Go through the data and copy each line where the string "shaped" appears.

[Referring expression pointing data]
↓↓↓

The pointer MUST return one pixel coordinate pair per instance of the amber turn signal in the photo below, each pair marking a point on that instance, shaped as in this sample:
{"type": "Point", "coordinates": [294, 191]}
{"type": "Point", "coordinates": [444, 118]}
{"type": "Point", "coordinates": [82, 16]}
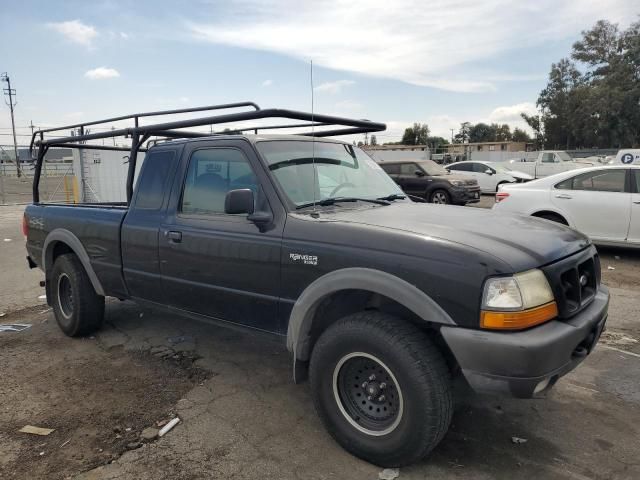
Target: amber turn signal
{"type": "Point", "coordinates": [519, 319]}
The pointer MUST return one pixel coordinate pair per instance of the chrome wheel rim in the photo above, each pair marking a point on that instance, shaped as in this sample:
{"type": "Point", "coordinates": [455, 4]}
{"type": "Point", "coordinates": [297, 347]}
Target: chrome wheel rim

↑↑↑

WRITTEN RESPONSE —
The pointer MUST return one pixel coordinate pair per instance of the amber turn signal in the photo below, each pair marking a point on that instance, shaped as in this sample:
The pointer MUST return one pixel coordinate pair per instance of the chrome wheel rim in the photo above, each pair marking a point on that instance, shaped as in this sample:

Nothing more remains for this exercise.